• **TASK LIST**:
• a. In the excerpt on the federal water opinions, turn the paragraph beginning "There is also concern about how the plan" into a short list that keeps its main facts.
• b. Set down the stretch of the excerpt on the federal water opinions from "There is also" through "resources for restoration.", word for word.

• **SOURCE EXTRACT**:

┏━━

Then-California Attorney General Xavier Becerra said the opinion failed to analyze the potential for extinction of the fish and ignored that federal law requires helping the recovery of threatened species, not just ensuring continued survival. The lawsuit contended the opinions neglected the decline in smelt, relied on uncertain harm reduction and failed to account for the impact of climate change.

“Those biological opinions were issued as the result of political interference,” two dozen environmental groups wrote in a letter to members of Congress involved with funding guidelines this year. “They dramatically weakened protections for salmon and other listed species in the previous biological opinions.”

There is also concern about how the plan would work with federal and state conservation rules. The Central Valley Improvement Act and other measures have incorporated wildlife restoration as one of the project’s purposes, which decreased water availability, raised costs on contractors and allocated new water and funding resources for restoration.

And locking in the 2019 opinions’ plan would dictate state operations of its water system.

“That would ordinarily be considered an incredible interference in states’ rights,” said Ron Stork, senior policy advisor at Friends of the River, which signed the letter. “The irony abounds.”

┗━━

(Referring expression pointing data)

┏━━

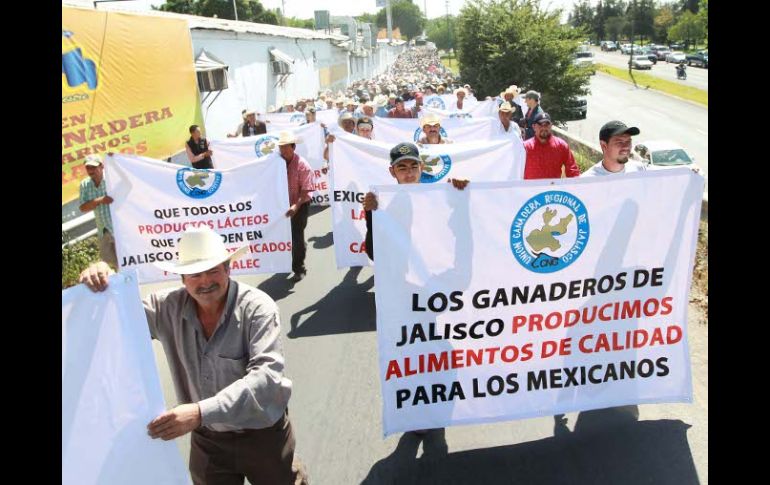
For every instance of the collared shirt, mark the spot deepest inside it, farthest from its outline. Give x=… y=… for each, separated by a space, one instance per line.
x=236 y=376
x=544 y=160
x=598 y=169
x=89 y=191
x=300 y=177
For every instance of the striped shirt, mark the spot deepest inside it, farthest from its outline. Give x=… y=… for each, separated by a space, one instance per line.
x=89 y=191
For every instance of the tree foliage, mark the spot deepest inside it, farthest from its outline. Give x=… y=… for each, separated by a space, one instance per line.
x=441 y=32
x=406 y=16
x=250 y=11
x=504 y=42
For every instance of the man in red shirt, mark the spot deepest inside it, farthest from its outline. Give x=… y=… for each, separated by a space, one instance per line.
x=300 y=177
x=399 y=111
x=547 y=154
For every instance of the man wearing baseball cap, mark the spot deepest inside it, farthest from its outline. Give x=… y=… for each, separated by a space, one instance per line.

┗━━

• **LIST OF ANSWERS**:
• a.
- People worry about how the plan would fit with federal and state conservation rules.
- The Central Valley Improvement Act and other measures made wildlife restoration one of the project's purposes.
- That change:
  - cut the water available,
  - raised costs for contractors,
  - set aside new water and funding for restoration.

• b.
There is also concern about how the plan would work with federal and state conservation rules. The Central Valley Improvement Act and other measures have incorporated wildlife restoration as one of the project’s purposes, which decreased water availability, raised costs on contractors and allocated new water and funding resources for restoration.